## THE PROBLEM
Every record is to be returned as written, with no omissions.

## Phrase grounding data
↓↓↓

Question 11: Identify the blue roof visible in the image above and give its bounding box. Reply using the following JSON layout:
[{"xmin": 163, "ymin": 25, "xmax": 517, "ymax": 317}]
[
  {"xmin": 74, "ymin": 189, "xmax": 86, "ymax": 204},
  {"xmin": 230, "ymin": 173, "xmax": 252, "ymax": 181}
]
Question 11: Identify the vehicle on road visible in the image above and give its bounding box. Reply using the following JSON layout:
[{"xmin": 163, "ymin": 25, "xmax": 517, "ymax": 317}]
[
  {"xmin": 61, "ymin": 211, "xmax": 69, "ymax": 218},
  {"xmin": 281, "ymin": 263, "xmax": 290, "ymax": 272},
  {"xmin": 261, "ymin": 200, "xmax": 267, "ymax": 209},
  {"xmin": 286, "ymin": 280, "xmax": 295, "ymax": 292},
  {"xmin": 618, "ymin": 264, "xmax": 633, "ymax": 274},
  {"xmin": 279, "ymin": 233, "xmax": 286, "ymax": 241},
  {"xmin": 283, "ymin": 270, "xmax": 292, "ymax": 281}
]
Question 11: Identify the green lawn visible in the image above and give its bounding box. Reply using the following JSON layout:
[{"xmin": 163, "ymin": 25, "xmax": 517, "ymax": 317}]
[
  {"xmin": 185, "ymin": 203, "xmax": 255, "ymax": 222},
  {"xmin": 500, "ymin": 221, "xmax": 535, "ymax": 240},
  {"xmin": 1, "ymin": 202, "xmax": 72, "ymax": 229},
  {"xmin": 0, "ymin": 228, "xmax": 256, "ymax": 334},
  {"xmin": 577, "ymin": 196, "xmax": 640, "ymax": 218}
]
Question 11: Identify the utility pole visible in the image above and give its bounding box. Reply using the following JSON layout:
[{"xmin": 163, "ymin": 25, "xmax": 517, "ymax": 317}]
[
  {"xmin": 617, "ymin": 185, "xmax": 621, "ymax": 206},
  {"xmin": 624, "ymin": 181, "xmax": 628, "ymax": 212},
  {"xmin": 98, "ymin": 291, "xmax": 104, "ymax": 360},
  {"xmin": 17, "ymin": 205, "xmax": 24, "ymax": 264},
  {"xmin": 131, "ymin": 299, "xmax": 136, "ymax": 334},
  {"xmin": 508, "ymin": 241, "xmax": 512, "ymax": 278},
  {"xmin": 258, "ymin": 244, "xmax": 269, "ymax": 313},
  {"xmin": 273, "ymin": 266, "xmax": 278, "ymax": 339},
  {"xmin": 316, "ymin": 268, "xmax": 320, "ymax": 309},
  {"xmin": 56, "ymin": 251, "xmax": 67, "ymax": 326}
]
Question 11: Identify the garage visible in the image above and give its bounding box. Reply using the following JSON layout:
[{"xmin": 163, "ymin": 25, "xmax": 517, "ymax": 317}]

↑↑↑

## EXERCISE OUTPUT
Question 11: Identify the blue roof visible in the image above and give its bounding box. Reply using the following JSON layout:
[{"xmin": 163, "ymin": 25, "xmax": 517, "ymax": 317}]
[
  {"xmin": 74, "ymin": 189, "xmax": 86, "ymax": 204},
  {"xmin": 230, "ymin": 173, "xmax": 252, "ymax": 181}
]
Question 11: Identify the vehicle on road visible in the image above and give its bounding box. Reply using the following JSON layout:
[{"xmin": 163, "ymin": 25, "xmax": 517, "ymax": 317}]
[
  {"xmin": 61, "ymin": 211, "xmax": 69, "ymax": 218},
  {"xmin": 281, "ymin": 263, "xmax": 290, "ymax": 272},
  {"xmin": 261, "ymin": 200, "xmax": 267, "ymax": 209},
  {"xmin": 286, "ymin": 280, "xmax": 295, "ymax": 292},
  {"xmin": 618, "ymin": 264, "xmax": 633, "ymax": 274},
  {"xmin": 279, "ymin": 233, "xmax": 286, "ymax": 241},
  {"xmin": 283, "ymin": 270, "xmax": 292, "ymax": 281}
]
Question 11: Identify the green lawn visible in the image above and give its bounding box. Reply using the following JSON layout:
[{"xmin": 163, "ymin": 25, "xmax": 517, "ymax": 317}]
[
  {"xmin": 185, "ymin": 203, "xmax": 255, "ymax": 222},
  {"xmin": 500, "ymin": 221, "xmax": 535, "ymax": 240},
  {"xmin": 1, "ymin": 202, "xmax": 72, "ymax": 229},
  {"xmin": 0, "ymin": 228, "xmax": 256, "ymax": 334},
  {"xmin": 577, "ymin": 196, "xmax": 640, "ymax": 218}
]
Question 11: Identify the utility pole visible in the image above and give its bounding box. Reply using the following JSON layout:
[{"xmin": 163, "ymin": 25, "xmax": 517, "ymax": 317}]
[
  {"xmin": 617, "ymin": 185, "xmax": 621, "ymax": 206},
  {"xmin": 624, "ymin": 181, "xmax": 628, "ymax": 212},
  {"xmin": 98, "ymin": 291, "xmax": 104, "ymax": 360},
  {"xmin": 17, "ymin": 205, "xmax": 24, "ymax": 264},
  {"xmin": 131, "ymin": 299, "xmax": 136, "ymax": 334},
  {"xmin": 508, "ymin": 241, "xmax": 512, "ymax": 278},
  {"xmin": 258, "ymin": 244, "xmax": 269, "ymax": 313},
  {"xmin": 273, "ymin": 266, "xmax": 278, "ymax": 339},
  {"xmin": 316, "ymin": 268, "xmax": 320, "ymax": 309},
  {"xmin": 56, "ymin": 251, "xmax": 67, "ymax": 326}
]
Question 11: Identify the garage visible in the image above and give its bounding box. Reply using the following JSON layout:
[{"xmin": 163, "ymin": 25, "xmax": 517, "ymax": 317}]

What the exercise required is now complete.